Text passage:
-- begin --
General TAR Protocols (5,6,7,8)

Additionally, these technologies are generally employed as part of a TAR protocol which determines how the technologies are used. Examples of TAR protocols include:

Listed in Alphabetical Order

  • Continuous Active Learning (CAL): In CAL, the TAR method developed, used, and advocated by Maura R. Grossman and Gordon V. Cormack, after the initial training set, the learner repeatedly selects the next-most-likely-to-be-relevant documents (that have not yet been considered) for review, coding, and training, and continues to do so until it can no longer find any more relevant documents. There is generally no second review because, by the time the learner stops learning, all documents deemed relevant by the learner have already been identified and manually reviewed.
  • Hybrid Multimodal Method: An approach developed by the e-Discovery Team (Ralph Losey) that includes all types of search methods, with primary reliance placed on predictive coding and the use of high-ranked documents for continuous active training.
-- end --
Prompt 1: Name every person mentioned in the passage on TAR protocols.
Prompt 2: In the records, reproduce the part that opens with the line containing "of the thumb" and closes with the line containing "Target: thumb", keeping every character unchanged.

Coordinate annotation records:
-- begin --
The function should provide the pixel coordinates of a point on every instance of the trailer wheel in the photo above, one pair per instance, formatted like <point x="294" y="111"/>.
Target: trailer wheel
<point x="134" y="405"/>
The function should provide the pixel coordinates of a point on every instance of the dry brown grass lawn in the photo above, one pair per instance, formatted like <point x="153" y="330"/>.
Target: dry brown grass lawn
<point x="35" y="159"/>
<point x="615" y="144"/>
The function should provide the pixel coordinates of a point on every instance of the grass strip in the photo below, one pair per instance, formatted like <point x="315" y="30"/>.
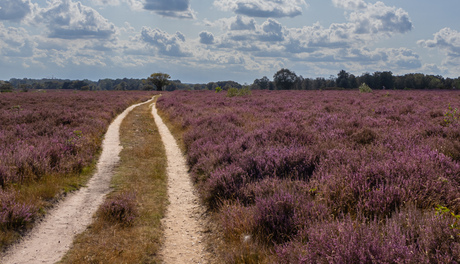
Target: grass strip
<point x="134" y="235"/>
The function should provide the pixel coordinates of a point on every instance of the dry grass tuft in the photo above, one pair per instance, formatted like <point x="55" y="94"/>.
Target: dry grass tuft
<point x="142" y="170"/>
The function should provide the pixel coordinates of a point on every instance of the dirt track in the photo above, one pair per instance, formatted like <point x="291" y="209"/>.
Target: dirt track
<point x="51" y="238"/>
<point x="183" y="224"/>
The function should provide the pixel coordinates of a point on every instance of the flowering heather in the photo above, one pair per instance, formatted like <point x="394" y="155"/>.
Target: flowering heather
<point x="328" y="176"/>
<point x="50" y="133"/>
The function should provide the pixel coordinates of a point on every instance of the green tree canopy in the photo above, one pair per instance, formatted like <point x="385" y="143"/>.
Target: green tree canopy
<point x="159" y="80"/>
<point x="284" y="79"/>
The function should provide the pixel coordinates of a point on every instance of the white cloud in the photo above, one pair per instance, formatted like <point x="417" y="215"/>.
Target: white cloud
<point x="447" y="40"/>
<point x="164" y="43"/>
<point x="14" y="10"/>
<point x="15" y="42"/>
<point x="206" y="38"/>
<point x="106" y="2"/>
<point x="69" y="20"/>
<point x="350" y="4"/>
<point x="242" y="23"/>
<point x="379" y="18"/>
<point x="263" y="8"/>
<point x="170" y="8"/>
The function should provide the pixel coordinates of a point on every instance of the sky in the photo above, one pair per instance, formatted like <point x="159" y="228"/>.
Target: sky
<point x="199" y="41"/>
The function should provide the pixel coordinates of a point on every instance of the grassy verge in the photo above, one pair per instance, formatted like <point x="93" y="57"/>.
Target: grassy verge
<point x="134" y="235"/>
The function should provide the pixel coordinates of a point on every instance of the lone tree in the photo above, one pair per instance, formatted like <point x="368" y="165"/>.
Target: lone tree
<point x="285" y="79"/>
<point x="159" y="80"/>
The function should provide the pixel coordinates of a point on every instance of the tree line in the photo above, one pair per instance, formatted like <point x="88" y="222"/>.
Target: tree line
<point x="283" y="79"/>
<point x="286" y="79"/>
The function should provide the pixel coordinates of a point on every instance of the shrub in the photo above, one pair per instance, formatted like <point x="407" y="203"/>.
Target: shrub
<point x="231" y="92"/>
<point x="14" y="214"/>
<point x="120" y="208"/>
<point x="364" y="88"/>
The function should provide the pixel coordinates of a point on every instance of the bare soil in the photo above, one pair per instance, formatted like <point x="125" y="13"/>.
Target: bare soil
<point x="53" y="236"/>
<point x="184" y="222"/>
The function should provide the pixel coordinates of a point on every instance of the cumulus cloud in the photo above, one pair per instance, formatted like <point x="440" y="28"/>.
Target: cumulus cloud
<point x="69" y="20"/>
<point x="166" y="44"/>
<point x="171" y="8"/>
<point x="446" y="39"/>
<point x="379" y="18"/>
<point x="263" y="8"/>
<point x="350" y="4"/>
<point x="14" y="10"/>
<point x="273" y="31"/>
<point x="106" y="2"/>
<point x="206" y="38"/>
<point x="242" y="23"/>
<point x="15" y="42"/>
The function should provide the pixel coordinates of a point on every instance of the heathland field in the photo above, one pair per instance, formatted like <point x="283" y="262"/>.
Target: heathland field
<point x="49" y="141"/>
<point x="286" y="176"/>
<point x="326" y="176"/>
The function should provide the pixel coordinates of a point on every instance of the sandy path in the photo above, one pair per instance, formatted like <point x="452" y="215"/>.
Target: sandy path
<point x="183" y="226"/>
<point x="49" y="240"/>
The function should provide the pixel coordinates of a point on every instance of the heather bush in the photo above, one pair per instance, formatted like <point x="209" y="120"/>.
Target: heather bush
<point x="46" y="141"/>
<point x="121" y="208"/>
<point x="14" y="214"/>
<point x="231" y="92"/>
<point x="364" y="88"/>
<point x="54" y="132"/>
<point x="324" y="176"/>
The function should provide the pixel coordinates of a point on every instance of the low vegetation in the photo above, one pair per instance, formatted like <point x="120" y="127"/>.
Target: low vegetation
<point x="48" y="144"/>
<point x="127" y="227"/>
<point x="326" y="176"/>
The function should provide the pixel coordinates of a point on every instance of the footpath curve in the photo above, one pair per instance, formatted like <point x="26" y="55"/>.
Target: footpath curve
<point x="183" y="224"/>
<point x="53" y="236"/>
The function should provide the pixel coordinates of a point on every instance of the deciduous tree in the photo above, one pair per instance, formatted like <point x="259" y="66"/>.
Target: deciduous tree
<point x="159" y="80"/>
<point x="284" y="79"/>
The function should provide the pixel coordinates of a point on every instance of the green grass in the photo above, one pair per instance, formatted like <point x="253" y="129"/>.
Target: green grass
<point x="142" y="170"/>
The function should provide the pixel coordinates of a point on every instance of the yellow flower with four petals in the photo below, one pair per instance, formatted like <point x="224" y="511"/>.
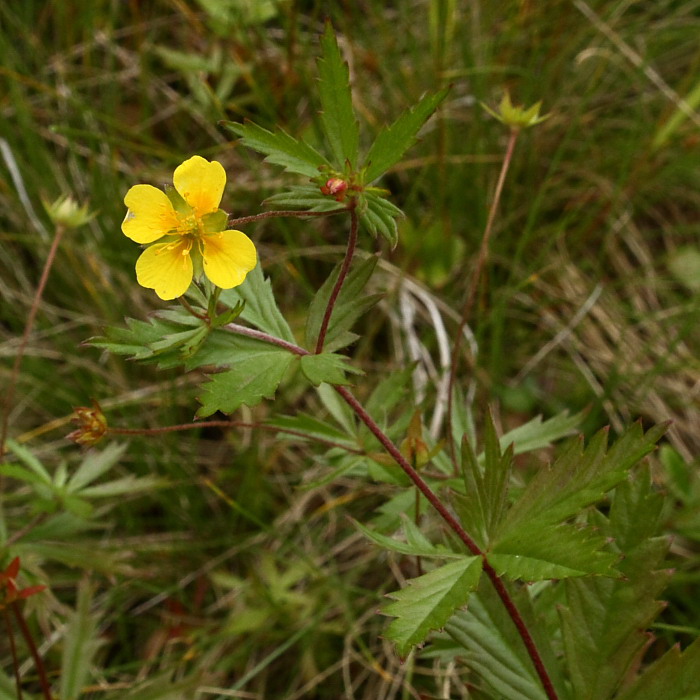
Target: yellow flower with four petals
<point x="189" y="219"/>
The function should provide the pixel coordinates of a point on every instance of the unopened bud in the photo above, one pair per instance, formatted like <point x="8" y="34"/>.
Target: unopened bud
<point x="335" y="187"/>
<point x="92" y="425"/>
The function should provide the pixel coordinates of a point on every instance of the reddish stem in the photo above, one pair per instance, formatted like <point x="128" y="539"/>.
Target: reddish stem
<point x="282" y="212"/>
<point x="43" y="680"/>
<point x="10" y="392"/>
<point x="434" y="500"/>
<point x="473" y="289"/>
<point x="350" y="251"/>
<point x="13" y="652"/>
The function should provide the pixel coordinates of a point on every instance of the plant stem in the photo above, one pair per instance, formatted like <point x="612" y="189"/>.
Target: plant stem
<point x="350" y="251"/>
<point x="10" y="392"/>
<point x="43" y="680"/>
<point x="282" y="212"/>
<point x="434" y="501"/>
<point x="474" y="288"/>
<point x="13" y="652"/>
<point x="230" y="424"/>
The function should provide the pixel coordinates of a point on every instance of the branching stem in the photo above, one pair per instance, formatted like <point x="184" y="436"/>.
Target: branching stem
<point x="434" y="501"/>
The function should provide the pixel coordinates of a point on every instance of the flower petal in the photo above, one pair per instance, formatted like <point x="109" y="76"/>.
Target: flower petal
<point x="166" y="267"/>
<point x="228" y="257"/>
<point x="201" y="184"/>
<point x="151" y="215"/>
-- end --
-- begin --
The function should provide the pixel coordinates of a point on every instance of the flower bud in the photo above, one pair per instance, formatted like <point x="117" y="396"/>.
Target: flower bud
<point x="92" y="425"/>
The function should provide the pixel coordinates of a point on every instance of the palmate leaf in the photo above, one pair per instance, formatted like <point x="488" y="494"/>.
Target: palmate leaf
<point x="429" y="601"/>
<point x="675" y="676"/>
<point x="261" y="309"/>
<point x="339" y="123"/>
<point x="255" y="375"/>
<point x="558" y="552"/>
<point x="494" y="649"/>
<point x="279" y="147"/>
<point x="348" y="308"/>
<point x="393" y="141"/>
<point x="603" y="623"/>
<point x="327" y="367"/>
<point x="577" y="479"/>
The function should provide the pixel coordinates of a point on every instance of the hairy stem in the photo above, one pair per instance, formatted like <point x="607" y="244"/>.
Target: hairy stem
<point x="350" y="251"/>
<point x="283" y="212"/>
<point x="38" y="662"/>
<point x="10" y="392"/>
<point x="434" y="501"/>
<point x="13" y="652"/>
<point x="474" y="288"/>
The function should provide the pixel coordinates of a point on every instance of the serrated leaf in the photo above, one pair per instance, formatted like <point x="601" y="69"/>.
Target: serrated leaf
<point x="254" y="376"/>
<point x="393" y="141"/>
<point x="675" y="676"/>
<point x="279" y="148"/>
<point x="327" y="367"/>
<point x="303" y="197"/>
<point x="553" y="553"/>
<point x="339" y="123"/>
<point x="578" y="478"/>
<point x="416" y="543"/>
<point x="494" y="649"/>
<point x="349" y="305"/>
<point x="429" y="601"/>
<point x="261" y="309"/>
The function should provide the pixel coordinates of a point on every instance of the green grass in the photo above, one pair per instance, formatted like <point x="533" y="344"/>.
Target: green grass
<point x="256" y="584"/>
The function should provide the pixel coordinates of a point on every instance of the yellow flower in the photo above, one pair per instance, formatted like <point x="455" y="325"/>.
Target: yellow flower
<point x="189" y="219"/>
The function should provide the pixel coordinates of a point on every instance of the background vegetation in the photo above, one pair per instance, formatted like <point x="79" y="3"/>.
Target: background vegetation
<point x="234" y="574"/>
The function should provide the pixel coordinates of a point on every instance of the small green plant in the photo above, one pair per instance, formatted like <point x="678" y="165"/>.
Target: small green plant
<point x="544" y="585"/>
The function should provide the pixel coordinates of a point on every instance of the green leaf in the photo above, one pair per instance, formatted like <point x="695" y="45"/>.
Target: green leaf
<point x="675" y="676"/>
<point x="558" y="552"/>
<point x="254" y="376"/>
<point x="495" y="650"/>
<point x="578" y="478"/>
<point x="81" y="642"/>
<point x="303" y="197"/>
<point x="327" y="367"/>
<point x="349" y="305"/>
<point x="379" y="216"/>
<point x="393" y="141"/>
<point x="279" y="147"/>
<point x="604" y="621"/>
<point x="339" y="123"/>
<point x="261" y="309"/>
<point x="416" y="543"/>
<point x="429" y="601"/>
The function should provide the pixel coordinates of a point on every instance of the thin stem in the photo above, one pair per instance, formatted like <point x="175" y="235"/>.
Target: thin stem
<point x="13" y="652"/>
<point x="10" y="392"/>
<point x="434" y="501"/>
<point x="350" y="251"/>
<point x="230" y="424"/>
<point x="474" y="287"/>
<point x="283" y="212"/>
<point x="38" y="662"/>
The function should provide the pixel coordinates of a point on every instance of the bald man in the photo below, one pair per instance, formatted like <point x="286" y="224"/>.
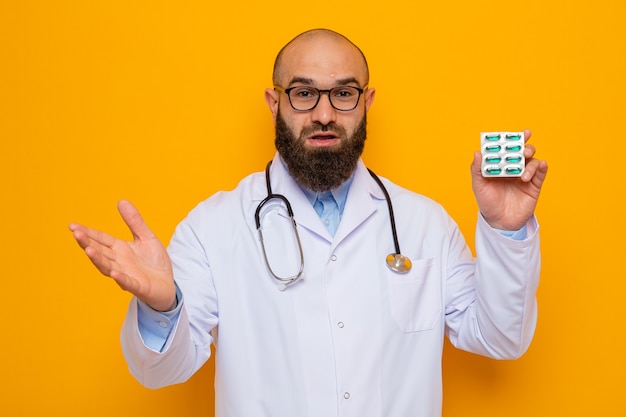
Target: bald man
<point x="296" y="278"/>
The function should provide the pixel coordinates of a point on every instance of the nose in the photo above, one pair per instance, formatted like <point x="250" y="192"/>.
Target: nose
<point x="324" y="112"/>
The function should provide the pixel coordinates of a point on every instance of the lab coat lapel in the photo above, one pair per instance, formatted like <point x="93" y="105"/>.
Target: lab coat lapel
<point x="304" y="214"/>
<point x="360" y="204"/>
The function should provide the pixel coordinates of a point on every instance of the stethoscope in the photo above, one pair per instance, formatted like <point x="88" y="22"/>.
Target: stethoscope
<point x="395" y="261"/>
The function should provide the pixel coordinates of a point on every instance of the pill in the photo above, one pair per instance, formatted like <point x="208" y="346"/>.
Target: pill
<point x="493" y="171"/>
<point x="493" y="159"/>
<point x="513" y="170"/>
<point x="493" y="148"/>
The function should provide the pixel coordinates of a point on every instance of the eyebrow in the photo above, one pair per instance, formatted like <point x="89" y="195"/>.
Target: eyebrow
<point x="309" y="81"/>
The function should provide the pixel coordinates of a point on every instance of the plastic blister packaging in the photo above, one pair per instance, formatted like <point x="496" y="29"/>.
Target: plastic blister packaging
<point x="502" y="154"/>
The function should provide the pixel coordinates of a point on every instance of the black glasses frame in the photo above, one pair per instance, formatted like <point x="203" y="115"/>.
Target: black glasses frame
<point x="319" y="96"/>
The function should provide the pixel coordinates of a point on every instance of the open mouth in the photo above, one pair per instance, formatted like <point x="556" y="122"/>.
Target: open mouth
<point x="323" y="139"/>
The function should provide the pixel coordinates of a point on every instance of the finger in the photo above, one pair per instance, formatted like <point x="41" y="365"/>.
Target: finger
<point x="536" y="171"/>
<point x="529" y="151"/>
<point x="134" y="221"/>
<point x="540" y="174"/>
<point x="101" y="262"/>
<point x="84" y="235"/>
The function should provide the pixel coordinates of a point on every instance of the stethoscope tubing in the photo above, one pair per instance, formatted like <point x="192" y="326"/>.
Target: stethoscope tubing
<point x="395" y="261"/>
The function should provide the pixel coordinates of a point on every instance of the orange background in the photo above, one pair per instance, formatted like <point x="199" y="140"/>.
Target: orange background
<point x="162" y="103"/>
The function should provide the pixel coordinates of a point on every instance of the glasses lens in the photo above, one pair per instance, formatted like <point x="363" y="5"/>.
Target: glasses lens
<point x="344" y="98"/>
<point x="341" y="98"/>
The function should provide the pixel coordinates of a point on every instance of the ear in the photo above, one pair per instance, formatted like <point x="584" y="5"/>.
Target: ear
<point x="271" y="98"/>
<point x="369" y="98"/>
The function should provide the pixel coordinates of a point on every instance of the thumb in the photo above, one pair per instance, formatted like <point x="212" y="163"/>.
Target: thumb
-- end --
Worked solution 1: Maura R. Grossman, Gordon V. Cormack, Ralph Losey

Worked solution 2:
The function should provide the pixel coordinates of a point on every instance of the thumb in the photo above, one pair per instance, formatted like <point x="212" y="163"/>.
Target: thumb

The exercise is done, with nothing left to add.